Return each line from the items below that contains the string "trim". The match is case-sensitive, so uppercase and lowercase letters must agree.

### [Provided records]
__________

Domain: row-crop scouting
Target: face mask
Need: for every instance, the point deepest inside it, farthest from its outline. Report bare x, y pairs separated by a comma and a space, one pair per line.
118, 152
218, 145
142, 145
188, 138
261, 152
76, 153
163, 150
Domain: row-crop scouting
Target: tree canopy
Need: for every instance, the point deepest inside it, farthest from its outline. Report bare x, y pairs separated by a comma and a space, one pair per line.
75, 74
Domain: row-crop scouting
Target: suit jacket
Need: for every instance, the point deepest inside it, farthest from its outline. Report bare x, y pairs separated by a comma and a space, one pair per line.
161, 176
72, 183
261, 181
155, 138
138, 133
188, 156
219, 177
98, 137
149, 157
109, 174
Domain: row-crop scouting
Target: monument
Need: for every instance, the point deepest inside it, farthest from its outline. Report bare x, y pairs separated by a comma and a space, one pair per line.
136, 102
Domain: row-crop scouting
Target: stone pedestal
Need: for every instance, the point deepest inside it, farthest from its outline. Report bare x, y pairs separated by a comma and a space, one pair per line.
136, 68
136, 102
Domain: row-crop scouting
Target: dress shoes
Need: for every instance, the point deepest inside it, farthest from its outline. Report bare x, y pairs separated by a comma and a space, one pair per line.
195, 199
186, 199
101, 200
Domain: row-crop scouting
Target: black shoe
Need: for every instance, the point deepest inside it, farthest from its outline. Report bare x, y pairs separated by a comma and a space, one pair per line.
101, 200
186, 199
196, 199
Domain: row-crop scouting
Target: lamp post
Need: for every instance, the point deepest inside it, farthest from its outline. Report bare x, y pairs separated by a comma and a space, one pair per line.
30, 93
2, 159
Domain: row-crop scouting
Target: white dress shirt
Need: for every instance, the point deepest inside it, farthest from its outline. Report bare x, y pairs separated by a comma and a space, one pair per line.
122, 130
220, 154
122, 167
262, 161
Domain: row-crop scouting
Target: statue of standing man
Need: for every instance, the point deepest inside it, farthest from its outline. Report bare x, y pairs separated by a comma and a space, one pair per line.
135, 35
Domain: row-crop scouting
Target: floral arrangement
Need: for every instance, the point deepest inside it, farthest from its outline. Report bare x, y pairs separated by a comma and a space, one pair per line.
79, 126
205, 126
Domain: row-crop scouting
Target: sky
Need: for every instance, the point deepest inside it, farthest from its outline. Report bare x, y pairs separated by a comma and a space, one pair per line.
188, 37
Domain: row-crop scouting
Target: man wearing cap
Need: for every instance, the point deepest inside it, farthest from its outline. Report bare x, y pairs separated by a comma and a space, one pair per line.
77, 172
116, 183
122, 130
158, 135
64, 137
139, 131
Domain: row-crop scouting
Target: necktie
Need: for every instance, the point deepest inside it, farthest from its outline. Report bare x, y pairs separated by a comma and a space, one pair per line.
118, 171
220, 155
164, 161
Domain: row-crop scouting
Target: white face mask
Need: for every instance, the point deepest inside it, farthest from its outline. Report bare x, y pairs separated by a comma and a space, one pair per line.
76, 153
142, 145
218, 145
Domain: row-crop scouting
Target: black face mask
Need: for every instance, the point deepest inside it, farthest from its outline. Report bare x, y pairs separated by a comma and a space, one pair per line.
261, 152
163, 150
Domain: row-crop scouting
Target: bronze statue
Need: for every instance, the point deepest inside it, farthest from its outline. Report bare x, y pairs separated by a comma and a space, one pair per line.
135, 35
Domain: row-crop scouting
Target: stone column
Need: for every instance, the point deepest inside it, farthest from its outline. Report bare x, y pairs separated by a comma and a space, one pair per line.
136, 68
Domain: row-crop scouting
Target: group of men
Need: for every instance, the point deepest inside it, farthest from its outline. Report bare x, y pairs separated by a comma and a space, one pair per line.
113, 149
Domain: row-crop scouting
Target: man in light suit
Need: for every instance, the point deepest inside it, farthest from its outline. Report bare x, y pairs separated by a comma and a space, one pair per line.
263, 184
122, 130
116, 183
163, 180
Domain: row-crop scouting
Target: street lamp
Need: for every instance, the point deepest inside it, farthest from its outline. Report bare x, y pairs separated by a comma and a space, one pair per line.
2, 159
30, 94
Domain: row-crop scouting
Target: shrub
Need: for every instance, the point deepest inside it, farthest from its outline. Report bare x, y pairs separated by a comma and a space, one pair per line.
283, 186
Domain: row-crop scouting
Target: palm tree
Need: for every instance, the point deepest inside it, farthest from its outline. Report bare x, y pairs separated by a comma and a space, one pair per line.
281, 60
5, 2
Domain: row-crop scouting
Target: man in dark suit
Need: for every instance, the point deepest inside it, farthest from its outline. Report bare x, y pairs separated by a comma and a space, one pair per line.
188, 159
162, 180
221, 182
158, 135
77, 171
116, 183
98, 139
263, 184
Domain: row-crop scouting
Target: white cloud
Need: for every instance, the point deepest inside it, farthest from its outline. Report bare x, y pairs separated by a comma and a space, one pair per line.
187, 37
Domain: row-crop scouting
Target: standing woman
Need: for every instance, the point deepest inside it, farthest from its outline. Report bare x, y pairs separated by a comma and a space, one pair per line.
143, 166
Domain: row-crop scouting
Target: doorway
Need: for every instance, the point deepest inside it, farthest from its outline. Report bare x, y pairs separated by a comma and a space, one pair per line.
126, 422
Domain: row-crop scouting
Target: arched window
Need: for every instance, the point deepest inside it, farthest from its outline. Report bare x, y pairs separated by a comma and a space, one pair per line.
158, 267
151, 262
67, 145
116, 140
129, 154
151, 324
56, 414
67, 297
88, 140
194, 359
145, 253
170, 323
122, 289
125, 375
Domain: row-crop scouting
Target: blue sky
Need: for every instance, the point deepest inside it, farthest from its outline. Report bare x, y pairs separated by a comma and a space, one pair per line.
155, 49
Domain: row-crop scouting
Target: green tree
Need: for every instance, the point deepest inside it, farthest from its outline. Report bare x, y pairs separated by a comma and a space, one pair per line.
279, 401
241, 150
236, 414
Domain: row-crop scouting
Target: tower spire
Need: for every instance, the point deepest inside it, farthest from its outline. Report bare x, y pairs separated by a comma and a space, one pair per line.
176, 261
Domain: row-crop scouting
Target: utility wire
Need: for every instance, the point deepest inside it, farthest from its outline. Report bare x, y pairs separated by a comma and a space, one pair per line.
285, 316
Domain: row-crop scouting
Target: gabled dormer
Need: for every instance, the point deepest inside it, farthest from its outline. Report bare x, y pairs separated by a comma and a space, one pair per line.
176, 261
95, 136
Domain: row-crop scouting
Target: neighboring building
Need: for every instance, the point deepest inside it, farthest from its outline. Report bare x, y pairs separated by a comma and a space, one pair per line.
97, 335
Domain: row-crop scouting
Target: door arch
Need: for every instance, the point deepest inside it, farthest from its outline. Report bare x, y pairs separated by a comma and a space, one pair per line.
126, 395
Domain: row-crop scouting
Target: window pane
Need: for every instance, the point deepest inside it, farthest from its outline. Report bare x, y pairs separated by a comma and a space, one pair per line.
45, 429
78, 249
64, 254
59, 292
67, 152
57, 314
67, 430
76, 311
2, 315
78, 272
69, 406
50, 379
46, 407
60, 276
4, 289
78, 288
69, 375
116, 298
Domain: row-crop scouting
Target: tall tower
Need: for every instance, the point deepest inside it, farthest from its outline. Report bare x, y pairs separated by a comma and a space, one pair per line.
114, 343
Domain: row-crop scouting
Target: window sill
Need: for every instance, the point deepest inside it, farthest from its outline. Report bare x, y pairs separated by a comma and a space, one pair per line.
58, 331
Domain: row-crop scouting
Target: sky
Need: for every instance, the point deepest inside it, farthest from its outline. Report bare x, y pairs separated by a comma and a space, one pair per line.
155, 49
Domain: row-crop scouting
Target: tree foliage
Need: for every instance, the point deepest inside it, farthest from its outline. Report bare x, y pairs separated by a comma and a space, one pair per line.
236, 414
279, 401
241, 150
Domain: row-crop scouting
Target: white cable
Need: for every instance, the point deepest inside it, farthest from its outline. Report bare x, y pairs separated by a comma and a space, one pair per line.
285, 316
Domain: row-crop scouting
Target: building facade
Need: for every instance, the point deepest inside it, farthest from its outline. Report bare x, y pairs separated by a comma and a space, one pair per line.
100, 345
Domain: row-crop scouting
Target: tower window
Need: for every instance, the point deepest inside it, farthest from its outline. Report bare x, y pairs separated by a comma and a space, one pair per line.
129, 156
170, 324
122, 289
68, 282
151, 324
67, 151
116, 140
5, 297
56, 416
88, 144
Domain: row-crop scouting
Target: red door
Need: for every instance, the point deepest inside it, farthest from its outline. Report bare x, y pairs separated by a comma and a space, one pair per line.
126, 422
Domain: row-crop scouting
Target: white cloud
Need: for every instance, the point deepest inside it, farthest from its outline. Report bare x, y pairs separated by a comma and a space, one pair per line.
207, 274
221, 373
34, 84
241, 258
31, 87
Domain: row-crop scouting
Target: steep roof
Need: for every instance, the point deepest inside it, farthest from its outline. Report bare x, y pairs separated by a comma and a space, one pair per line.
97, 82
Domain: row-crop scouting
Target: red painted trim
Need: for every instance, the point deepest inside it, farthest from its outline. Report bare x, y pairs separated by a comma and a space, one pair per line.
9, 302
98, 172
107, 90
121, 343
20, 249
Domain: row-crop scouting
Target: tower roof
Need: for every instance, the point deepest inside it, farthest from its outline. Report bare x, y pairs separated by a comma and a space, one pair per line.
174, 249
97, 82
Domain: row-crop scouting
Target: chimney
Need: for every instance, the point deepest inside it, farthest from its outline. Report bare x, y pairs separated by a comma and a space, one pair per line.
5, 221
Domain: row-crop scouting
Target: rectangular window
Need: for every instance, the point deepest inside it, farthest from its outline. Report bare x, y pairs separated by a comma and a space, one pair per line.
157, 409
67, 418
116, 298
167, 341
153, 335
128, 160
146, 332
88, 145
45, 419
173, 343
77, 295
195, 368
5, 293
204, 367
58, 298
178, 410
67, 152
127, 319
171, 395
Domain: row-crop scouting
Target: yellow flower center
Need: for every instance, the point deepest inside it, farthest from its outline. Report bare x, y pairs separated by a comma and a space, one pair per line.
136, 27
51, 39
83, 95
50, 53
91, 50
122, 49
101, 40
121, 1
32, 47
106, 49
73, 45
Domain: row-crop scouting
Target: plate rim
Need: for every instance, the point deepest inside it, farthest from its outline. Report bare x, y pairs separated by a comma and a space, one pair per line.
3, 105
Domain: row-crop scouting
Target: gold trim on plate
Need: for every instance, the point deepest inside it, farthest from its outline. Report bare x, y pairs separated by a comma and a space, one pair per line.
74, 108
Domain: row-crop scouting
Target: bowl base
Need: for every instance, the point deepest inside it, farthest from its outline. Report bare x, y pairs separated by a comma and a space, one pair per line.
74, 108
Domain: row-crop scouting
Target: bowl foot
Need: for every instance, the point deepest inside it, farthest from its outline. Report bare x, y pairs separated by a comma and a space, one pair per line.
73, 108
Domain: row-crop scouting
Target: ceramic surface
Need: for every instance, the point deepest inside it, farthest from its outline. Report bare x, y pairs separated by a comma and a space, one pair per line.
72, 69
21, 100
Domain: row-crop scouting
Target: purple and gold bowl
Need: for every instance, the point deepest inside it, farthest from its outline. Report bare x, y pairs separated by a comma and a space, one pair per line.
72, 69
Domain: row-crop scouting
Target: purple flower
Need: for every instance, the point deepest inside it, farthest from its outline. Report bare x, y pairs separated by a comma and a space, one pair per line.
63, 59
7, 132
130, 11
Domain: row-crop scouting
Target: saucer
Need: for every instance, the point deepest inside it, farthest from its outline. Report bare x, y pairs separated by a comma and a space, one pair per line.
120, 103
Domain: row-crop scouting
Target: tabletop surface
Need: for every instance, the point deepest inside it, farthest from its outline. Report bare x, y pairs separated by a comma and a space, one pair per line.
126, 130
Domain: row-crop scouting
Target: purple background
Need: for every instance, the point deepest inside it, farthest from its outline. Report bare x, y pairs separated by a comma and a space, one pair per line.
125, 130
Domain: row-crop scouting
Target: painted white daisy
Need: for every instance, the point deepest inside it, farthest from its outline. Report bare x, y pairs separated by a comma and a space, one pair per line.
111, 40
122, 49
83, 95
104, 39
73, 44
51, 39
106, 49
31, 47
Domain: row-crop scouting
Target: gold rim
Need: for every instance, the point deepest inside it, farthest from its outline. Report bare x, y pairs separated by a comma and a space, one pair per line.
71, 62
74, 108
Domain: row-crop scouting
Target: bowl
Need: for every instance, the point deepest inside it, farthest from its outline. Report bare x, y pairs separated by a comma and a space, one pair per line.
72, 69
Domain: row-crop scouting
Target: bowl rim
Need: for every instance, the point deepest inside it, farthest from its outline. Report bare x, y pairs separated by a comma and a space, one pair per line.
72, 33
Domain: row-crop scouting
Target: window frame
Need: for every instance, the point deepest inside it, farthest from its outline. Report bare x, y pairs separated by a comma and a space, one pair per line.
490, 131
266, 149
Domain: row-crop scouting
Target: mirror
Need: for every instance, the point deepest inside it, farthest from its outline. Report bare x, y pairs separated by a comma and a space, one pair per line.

__________

### [Solution to this task]
Target: red painted trim
Target: gold trim on plate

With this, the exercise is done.